__THE EXERCISE__:
Copy the Cruze antifreeze leak thread starting at "## Blasirl (Mar" and ending at "brittle and disintegrates.", but change "brittle" to "cracked".

__EXCERPTED TEXT__:
# 2013 Cruze Leaking Antifreeze Driver Side Front



## jdennis1014 (Mar 16, 2021)

Good evening,

I noticed a puddle looks like antifreeze near the driver side front tire. I took some pics of but cant determine the leak is coming from. Hoping someone can tell where the leak is coming from.


----------



## Leviathan (Aug 11, 2013)

jdennis1014 said:


> Good evening,
> 
> I noticed a puddle looks like antifreeze near the driver side front tire. I took some pics of but cant determine the leak is coming from. Hoping someone can tell where the leak is coming from.


Check your coolant reservoir. I had to replace mine recently as it had separated down the middle. These reservoirs look to be two pieces and over time they come apart and leak. Hope that helps man.


----------



## Blasirl (Mar 31, 2015)

jdennis1014 said:


> Good evening,
> 
> I noticed a puddle looks like antifreeze near the driver side front tire. I took some pics of but cant determine the leak is coming from. Hoping someone can tell where the leak is coming from.


The water outlet is also likely candidate. Just pinch the hose right where it attaches to the outlet. The plastic gets brittle and disintegrates.

How-To: Replace 2011-2016 Cruze 1.4L Coolant/Water Outlet

Other leak possibilities

How-To: Change the Water Pump on 1.4 Turbo Cruze
*Service Bulletin - NHTSA*


----------



## AutumnCruzeRS (Sep 10, 2012)

(Stored items from a collection)
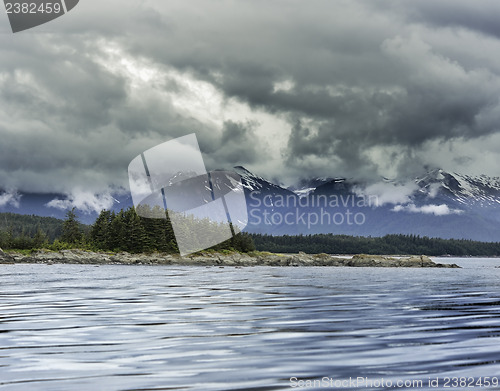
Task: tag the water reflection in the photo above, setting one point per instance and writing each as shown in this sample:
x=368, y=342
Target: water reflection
x=138, y=327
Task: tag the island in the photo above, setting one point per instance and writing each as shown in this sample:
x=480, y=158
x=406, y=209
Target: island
x=208, y=258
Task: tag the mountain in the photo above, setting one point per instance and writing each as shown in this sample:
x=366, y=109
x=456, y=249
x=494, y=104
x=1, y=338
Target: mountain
x=436, y=204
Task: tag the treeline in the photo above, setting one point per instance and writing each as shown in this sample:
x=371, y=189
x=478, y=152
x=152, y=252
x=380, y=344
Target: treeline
x=28, y=231
x=122, y=231
x=389, y=244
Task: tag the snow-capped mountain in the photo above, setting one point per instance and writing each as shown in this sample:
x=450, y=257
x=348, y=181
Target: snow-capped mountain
x=481, y=190
x=436, y=204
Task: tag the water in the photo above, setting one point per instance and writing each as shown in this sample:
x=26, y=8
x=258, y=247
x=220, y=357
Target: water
x=82, y=327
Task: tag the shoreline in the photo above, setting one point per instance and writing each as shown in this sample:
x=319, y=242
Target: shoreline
x=219, y=259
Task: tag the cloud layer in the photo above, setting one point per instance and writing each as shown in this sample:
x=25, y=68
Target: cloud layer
x=290, y=90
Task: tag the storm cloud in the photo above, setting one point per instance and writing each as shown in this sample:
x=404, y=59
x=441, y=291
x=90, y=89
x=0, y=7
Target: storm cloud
x=288, y=89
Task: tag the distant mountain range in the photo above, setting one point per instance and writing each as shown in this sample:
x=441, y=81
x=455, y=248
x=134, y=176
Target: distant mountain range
x=437, y=204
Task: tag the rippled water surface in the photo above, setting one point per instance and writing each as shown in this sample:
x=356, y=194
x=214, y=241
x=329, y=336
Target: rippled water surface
x=76, y=327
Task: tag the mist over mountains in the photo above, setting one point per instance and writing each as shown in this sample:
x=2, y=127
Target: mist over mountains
x=436, y=204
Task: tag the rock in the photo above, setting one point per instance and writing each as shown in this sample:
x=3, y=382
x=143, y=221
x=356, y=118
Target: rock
x=220, y=259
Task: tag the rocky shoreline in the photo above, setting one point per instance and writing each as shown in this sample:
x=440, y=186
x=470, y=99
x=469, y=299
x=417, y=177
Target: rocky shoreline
x=217, y=259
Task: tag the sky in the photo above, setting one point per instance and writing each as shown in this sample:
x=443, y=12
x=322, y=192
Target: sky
x=289, y=89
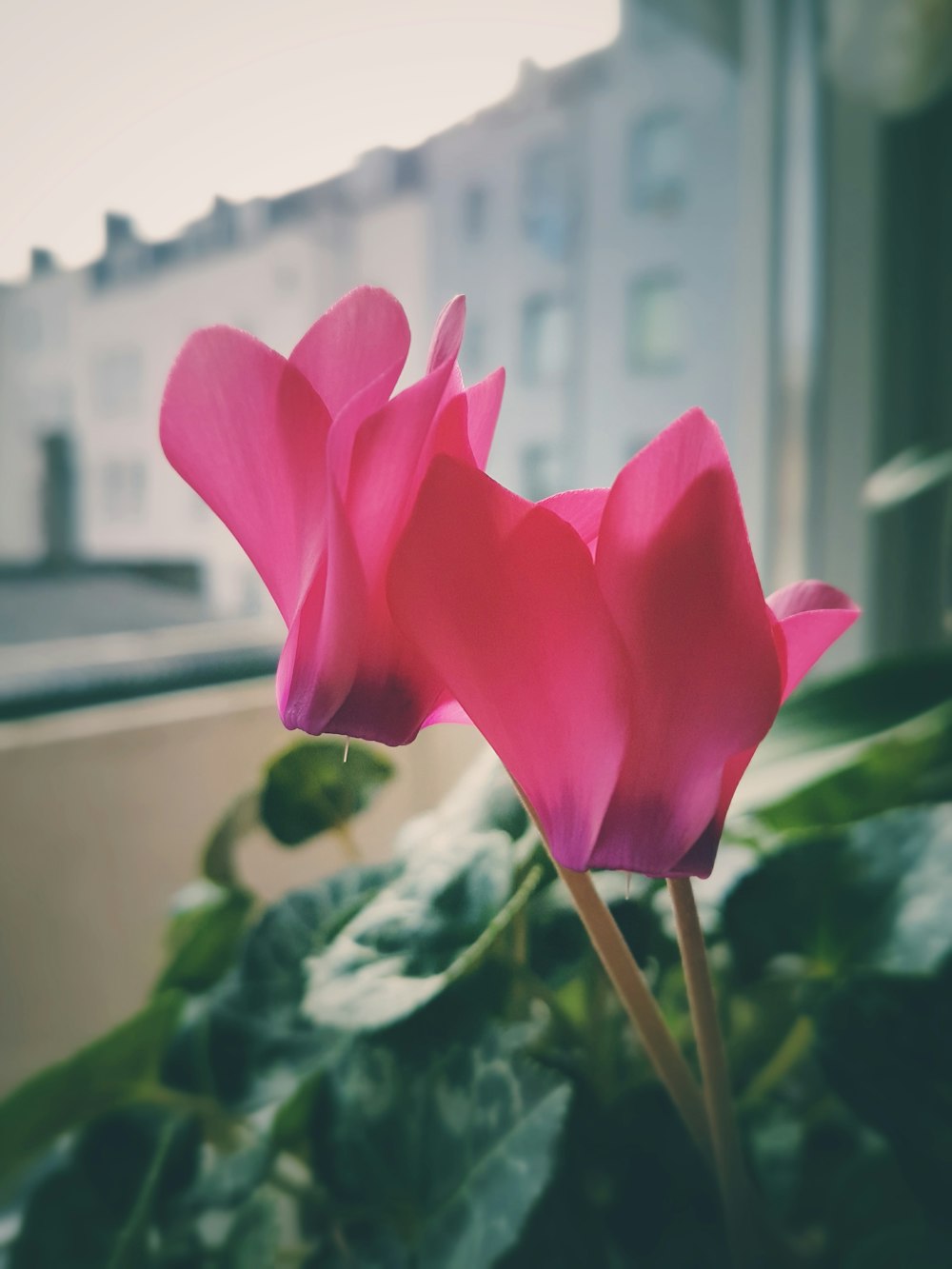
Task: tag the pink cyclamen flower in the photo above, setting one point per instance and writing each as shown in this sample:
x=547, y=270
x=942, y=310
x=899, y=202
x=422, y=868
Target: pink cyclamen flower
x=315, y=468
x=624, y=682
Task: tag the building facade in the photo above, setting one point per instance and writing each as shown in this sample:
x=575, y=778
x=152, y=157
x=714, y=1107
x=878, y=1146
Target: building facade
x=590, y=218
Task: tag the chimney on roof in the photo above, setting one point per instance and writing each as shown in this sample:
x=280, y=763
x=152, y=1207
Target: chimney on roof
x=118, y=228
x=42, y=262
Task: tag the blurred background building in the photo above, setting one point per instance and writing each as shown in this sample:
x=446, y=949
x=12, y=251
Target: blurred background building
x=590, y=218
x=743, y=205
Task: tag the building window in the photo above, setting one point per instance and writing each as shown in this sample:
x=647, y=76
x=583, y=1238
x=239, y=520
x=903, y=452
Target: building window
x=472, y=354
x=29, y=331
x=548, y=202
x=655, y=334
x=540, y=471
x=475, y=210
x=657, y=164
x=117, y=381
x=124, y=486
x=288, y=279
x=546, y=343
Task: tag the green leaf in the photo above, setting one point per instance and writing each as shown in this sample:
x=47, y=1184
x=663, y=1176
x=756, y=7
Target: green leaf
x=98, y=1078
x=448, y=1154
x=886, y=1047
x=423, y=933
x=205, y=934
x=219, y=854
x=129, y=1250
x=878, y=895
x=303, y=924
x=254, y=1239
x=230, y=1180
x=828, y=730
x=105, y=1200
x=904, y=766
x=246, y=1042
x=905, y=476
x=310, y=788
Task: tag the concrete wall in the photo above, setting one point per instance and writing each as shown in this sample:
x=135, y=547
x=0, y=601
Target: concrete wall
x=102, y=816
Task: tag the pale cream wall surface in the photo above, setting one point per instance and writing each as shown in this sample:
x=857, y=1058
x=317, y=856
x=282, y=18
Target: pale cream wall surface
x=102, y=816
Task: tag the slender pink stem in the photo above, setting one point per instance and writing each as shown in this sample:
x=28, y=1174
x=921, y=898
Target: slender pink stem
x=642, y=1006
x=725, y=1139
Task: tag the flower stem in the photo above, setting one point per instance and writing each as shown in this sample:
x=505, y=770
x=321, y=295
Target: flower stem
x=729, y=1162
x=642, y=1006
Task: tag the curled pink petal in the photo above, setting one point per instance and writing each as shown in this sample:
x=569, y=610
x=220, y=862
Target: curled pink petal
x=316, y=469
x=249, y=435
x=484, y=400
x=583, y=509
x=502, y=599
x=357, y=347
x=811, y=617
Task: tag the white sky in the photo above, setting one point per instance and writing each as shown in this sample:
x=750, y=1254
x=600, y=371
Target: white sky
x=152, y=107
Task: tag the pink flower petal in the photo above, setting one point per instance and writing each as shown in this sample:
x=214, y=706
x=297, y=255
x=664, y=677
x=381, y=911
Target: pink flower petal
x=676, y=567
x=484, y=400
x=502, y=599
x=414, y=408
x=811, y=617
x=583, y=509
x=390, y=454
x=357, y=347
x=249, y=434
x=326, y=644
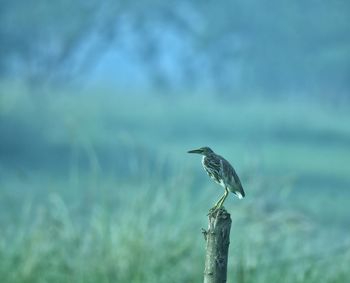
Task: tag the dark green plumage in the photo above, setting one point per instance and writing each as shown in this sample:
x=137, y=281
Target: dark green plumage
x=222, y=172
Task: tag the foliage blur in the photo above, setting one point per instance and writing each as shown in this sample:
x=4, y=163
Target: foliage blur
x=100, y=101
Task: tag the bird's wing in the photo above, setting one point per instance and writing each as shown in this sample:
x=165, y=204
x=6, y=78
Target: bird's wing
x=213, y=167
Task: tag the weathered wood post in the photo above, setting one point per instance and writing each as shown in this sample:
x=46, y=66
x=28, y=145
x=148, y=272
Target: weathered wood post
x=217, y=242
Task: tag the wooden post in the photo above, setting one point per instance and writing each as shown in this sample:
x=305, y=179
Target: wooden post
x=217, y=242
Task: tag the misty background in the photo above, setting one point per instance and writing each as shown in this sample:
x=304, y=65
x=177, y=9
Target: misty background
x=101, y=100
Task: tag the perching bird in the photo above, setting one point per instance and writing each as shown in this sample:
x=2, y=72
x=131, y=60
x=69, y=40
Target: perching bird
x=222, y=172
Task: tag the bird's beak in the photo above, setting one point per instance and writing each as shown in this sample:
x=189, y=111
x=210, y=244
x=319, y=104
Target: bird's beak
x=195, y=151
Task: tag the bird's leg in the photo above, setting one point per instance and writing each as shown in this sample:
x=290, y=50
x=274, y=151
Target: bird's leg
x=220, y=202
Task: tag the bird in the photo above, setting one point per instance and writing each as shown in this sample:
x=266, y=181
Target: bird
x=222, y=172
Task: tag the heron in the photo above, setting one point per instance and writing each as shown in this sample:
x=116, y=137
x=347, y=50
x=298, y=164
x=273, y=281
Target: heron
x=222, y=172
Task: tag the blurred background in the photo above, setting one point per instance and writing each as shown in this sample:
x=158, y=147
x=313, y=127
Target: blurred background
x=100, y=101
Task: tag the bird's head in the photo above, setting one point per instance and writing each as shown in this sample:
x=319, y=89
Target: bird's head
x=203, y=150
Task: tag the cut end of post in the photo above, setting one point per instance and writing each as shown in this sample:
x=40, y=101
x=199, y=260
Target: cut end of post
x=217, y=243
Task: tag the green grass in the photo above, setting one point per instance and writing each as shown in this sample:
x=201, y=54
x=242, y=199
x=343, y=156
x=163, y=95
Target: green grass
x=97, y=187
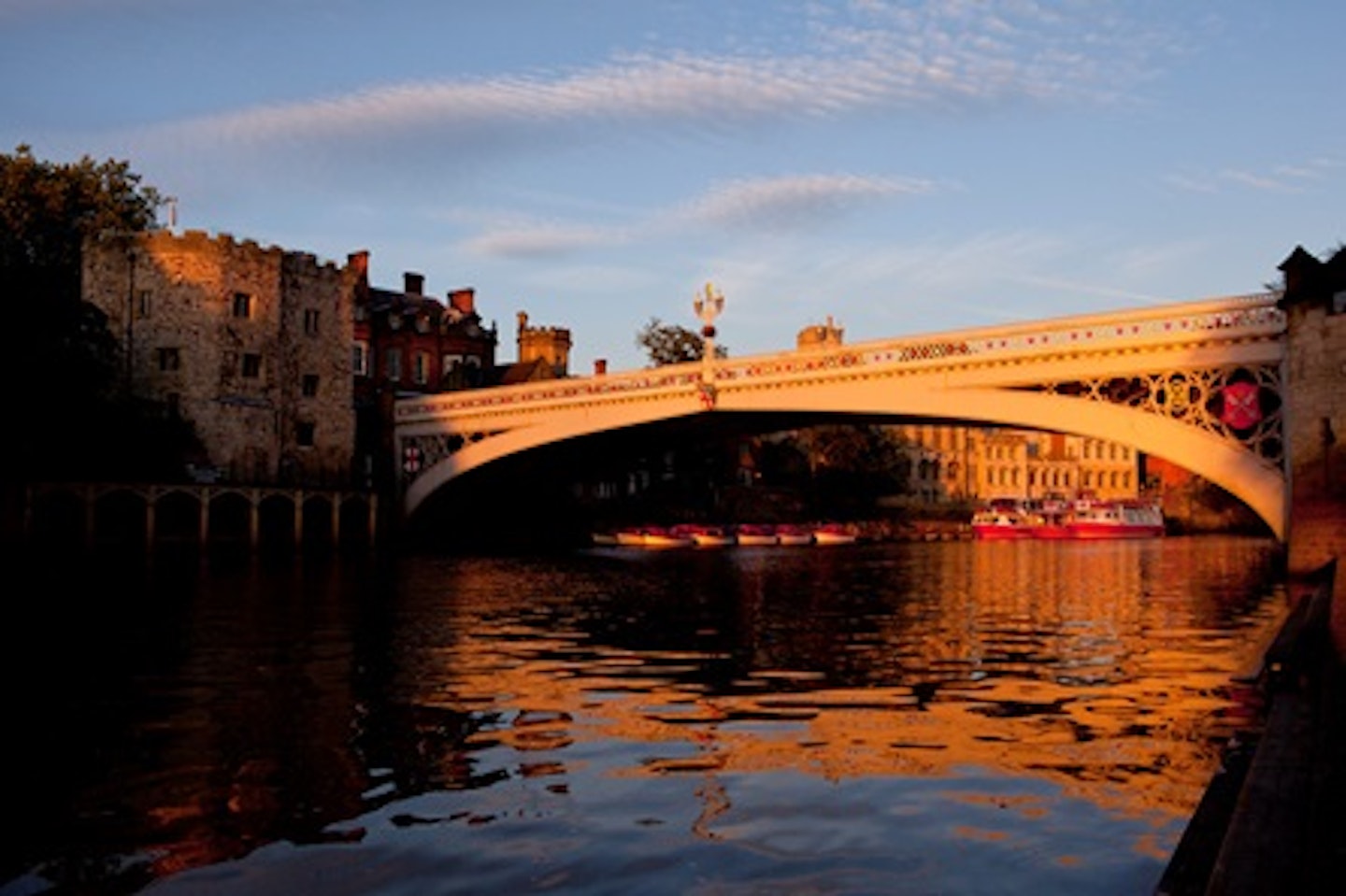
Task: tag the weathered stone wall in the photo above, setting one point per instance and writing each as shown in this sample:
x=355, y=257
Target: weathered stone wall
x=168, y=293
x=1315, y=422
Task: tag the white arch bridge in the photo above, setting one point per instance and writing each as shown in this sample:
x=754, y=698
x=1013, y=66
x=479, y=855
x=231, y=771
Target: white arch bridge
x=1198, y=384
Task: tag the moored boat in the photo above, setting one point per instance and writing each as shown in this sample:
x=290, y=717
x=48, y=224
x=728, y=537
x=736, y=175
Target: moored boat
x=752, y=534
x=660, y=537
x=793, y=535
x=1002, y=519
x=1115, y=519
x=712, y=535
x=1086, y=519
x=834, y=534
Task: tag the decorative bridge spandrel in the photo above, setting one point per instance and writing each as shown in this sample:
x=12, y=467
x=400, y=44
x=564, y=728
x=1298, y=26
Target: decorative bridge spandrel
x=1198, y=384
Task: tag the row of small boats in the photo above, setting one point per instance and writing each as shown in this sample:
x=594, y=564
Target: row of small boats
x=747, y=534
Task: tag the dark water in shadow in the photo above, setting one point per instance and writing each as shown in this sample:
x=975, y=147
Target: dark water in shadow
x=937, y=718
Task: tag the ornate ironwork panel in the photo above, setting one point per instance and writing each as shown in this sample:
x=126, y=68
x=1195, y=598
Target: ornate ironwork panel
x=422, y=452
x=1242, y=404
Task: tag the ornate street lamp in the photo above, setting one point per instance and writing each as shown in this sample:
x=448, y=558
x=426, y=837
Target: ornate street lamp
x=709, y=306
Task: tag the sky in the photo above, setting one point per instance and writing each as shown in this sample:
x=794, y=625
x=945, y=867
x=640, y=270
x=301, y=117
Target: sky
x=901, y=167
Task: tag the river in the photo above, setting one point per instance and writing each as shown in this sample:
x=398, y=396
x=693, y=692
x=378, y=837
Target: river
x=947, y=718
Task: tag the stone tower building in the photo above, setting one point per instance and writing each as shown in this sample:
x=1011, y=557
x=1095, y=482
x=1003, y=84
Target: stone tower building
x=250, y=343
x=547, y=345
x=1315, y=421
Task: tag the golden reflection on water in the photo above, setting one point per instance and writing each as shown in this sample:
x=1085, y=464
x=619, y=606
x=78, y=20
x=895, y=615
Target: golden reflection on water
x=1107, y=669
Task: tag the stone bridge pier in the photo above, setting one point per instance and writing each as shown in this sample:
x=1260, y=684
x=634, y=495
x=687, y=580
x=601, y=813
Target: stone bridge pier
x=1315, y=416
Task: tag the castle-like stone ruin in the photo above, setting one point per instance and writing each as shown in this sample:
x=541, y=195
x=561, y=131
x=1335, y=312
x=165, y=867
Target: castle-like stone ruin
x=251, y=343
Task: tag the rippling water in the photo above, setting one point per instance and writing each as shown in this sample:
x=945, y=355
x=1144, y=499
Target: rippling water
x=953, y=718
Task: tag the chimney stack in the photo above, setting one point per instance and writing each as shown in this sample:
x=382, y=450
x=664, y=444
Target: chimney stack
x=464, y=300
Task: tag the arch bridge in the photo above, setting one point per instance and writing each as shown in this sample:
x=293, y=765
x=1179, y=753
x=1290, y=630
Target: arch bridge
x=1198, y=384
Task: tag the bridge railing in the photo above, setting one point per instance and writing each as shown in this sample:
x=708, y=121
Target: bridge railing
x=1228, y=318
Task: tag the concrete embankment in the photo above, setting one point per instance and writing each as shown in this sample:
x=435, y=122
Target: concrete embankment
x=1273, y=819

__ANSWER TO THE EXERCISE__:
## Blasirl (Mar 31, 2015)

jdennis1014 said:


> Good evening,
> 
> I noticed a puddle looks like antifreeze near the driver side front tire. I took some pics of but cant determine the leak is coming from. Hoping someone can tell where the leak is coming from.


The water outlet is also likely candidate. Just pinch the hose right where it attaches to the outlet. The plastic gets cracked and disintegrates.